───── DATASET RECORDS

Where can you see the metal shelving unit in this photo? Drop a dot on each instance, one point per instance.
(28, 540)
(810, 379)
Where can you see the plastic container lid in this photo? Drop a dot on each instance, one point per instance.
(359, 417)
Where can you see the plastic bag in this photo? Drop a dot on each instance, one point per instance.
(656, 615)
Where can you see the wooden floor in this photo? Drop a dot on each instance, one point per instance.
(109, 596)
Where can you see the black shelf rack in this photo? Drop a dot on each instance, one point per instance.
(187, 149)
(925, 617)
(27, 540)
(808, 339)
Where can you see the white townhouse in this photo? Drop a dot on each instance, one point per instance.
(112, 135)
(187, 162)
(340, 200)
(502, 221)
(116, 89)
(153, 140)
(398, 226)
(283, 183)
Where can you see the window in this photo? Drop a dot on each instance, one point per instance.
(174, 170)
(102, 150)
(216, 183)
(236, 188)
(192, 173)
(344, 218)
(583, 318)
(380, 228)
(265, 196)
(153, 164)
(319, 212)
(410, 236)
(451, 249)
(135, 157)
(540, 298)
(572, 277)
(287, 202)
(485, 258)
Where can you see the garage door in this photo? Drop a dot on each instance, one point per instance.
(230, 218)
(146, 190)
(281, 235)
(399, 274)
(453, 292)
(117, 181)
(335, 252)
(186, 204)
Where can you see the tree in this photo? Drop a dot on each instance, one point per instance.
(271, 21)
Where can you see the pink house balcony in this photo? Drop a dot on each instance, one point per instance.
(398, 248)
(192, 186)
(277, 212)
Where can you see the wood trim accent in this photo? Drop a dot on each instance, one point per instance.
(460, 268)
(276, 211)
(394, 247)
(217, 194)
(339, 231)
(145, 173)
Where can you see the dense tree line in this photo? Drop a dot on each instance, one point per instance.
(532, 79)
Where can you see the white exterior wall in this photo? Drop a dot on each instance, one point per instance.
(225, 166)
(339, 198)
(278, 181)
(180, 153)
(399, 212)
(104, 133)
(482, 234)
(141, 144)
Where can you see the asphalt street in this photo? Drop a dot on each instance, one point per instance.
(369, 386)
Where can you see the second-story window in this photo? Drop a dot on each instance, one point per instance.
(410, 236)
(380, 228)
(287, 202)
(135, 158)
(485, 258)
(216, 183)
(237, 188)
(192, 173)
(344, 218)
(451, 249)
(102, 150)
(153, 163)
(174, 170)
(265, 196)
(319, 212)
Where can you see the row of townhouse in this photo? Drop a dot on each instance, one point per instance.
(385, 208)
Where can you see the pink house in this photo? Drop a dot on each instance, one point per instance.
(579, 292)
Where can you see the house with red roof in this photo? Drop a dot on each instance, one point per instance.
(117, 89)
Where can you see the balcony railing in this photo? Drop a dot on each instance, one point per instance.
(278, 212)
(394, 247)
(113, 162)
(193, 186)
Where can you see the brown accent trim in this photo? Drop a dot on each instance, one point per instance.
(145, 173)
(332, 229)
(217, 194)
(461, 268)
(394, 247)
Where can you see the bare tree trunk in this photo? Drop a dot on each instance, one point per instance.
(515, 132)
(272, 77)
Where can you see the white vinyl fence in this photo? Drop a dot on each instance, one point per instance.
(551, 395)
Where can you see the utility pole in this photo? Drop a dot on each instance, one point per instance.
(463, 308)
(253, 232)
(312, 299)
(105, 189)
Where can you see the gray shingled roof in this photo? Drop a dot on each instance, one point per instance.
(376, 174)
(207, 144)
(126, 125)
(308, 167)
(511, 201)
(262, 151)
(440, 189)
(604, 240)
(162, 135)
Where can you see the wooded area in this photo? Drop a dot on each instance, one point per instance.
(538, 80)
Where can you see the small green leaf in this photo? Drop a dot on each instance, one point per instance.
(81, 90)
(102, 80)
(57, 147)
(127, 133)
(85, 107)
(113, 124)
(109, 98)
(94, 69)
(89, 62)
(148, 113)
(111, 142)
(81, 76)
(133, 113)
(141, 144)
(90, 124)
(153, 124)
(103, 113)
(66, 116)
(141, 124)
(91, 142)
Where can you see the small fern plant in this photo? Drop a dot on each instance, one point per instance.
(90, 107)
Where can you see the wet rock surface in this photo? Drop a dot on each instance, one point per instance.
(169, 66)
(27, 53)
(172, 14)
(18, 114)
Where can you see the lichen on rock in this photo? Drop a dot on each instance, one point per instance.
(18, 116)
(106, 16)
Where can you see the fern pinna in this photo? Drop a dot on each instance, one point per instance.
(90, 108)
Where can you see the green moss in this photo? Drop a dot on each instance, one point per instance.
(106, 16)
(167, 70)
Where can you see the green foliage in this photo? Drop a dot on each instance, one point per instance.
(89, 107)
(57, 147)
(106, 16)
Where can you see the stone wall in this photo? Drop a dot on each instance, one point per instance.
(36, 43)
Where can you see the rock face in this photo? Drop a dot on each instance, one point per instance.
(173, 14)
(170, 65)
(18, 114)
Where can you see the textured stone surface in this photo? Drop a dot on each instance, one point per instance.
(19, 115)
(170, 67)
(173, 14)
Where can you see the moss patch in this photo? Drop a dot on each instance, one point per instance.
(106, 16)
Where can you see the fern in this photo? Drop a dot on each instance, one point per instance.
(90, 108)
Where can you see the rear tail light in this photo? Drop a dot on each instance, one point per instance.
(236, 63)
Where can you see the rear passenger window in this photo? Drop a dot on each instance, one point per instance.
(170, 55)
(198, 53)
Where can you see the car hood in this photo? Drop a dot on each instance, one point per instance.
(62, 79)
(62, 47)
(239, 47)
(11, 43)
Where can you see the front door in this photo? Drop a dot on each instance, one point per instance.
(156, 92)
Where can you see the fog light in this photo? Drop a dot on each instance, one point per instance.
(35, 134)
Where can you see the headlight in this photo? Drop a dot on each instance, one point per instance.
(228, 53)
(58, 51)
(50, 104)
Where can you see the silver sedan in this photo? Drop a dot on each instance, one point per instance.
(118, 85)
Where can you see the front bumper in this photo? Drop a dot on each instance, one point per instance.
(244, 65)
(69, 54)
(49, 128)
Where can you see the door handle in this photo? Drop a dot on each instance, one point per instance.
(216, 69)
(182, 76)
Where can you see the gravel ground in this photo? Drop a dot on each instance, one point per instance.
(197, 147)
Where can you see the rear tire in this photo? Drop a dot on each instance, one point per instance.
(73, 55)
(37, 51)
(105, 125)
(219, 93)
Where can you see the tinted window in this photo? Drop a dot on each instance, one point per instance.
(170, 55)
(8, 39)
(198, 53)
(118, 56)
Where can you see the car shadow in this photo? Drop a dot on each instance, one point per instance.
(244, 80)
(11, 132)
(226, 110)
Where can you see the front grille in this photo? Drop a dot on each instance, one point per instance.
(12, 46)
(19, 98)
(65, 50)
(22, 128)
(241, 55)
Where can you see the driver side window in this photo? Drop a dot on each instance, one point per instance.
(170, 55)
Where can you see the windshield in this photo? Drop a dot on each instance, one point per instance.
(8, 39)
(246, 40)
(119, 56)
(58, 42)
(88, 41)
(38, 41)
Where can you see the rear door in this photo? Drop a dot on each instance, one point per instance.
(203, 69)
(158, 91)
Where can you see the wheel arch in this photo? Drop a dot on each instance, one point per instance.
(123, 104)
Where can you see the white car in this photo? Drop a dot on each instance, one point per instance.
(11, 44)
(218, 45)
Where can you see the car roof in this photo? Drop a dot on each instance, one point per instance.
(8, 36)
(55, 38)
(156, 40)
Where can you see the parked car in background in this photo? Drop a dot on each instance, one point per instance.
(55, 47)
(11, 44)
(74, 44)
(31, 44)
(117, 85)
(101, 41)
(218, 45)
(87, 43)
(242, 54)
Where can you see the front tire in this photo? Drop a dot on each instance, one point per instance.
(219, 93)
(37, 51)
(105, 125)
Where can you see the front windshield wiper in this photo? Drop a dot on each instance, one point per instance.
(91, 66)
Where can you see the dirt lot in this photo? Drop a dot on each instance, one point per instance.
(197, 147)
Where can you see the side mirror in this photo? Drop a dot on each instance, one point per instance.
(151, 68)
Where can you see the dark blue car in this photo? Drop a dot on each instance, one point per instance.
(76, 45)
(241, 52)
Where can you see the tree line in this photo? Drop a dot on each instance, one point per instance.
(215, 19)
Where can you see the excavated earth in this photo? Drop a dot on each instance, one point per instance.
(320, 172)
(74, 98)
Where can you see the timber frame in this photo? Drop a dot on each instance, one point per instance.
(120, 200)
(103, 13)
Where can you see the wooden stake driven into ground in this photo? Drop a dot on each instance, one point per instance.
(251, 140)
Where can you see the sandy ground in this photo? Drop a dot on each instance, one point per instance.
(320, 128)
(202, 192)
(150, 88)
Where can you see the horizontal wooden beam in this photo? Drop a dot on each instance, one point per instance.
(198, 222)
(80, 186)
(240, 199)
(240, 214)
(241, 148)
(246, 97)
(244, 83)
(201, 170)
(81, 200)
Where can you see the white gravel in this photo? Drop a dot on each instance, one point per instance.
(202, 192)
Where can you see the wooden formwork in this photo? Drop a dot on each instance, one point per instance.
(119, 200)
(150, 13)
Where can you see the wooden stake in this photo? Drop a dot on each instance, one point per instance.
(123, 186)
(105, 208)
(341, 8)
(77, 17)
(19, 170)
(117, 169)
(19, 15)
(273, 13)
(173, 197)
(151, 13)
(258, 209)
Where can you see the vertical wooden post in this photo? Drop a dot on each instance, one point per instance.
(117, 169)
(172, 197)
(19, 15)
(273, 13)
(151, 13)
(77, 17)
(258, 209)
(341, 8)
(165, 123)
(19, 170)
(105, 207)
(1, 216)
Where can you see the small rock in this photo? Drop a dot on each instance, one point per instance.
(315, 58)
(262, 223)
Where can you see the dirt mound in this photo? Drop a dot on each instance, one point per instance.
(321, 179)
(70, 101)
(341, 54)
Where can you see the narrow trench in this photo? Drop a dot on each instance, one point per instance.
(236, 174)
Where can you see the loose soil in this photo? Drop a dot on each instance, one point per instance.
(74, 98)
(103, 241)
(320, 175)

──────────

» REQUIREMENT
Please return the span of lines above that opens with the one containing "Where can you see the vertical" and closes with the final line, both included, exactly as written and nothing more.

» ANSWER TO THE PROBLEM
Where can you see the vertical wooden post in this photo? Drop a dot on each instance, one point per instance.
(117, 169)
(172, 197)
(19, 15)
(273, 13)
(151, 13)
(77, 17)
(258, 209)
(341, 8)
(165, 123)
(19, 170)
(105, 207)
(1, 216)
Where can you see the small rock in this photo? Drop a dot on each instance, one point per instance.
(315, 58)
(262, 223)
Where can you see the dirt mound in this photo? Drop a dot on each instance, one point per instance.
(321, 179)
(70, 101)
(341, 54)
Where can you see the narrow trench in this photo? Drop a dot on each instance, one point per instance.
(236, 174)
Where can you see the loose soil in this photo? Drop a dot on each instance, one point per instance.
(74, 98)
(103, 241)
(320, 175)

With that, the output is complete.